THE PROBLEM:
Transcribe the passage of the forum thread on plowing a driveway with an ATV starting with "but why the" and going on through "there a while.".

SELECTION:
# Atv as a backup



## ballbusta (Feb 14, 2007)

I am looking to purchase an atv as a back up to my truck I have a long steep driveway to plow my initilal plow will be down hill I am wondering if anybody has any experience with atv plowing and how well would it perform in this situation The atv I am considering is an Kawasaki Brute Force 750


----------



## ABES (Jun 10, 2007)

your gonna have to plow with the storms as 8" of snow is pushing the limitations of a 4 wheeler with a 750 you will have more than enough power but traction is the only problem with using an atv


----------



## bribrius (May 5, 2007)

i found out about a driveway yesterday that im having doubts about. goes straight down hill and ends at the foot of a lake. kind of like plowing a boat ramp except longer from what ive been told. not a long driveway and there is not where to turn around so your backing up the hill. but it sucks so bad the guy is paying over a hundred bucks just for this driveway. 
a. you could not stop and go into the lake.
b. you may not make it back up the hill

guess the plow guy passed on it for next year. couldnt get the one ton back up one day. the guy he passed it to doesnt want it and brought it to my attention. it really isnt very far from my house.

think ill go take a look at it and see what all the fuss is about he is offering that kind of cash for two passes.

four wheeler with tire chains and a **** load of sand maybe?


----------



## ballbusta (Feb 14, 2007)

My driveway is not that bad here is a pic comming off the second 90 degree turn 400 feet to the street


----------



## bribrius (May 5, 2007)

not bad. does look long. if you get eight or ten inches i think using the fourwheeler may take quite a while and give you quite a headache. perhaps you have a small tractor you can buy cheap or another vehicle to put a little personal plow on? 
atv would would eventually. but i dont think you would want to use it, especially if you had somewhere to go asap.


----------



## B&B (Nov 4, 2006)

ABES;396781 said:


> your gonna have to plow with the storms as 8" of snow is pushing the limitations of a 4 wheeler with a 750 you will have more than enough power but traction is the only problem with using an atv


 ABES is right on the money..as long as you plow with the storm and your not in a big hurry, theres no reason you cant plow it with a 750 Brute Force (I know because I have one w/ a 60" plow on it). Your biggest issue will be traction, but a few 50 lbs. bags of sand on the racks takes care of that.


----------



## bribrius (May 5, 2007)

i didnt say you couldnt use a atv.
but why the hell would you want to if you dont have to? honestly. i look at that pic. and i think of sitting on a fourwheeler in the snow. forward, reverse, forward, reverse, stuck , spinnning, forward, reverse, forward, reverse,. over, and over, and over, and over. you would be there a while.

MATERIAL:
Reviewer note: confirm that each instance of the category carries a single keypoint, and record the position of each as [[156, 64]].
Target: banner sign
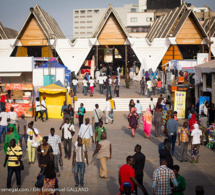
[[19, 86], [26, 109], [202, 101], [180, 104]]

RESPONSE:
but why the hell would you want to if you dont have to? honestly. i look at that pic. and i think of sitting on a fourwheeler in the snow. forward, reverse, forward, reverse, stuck , spinnning, forward, reverse, forward, reverse,. over, and over, and over, and over. you would be there a while.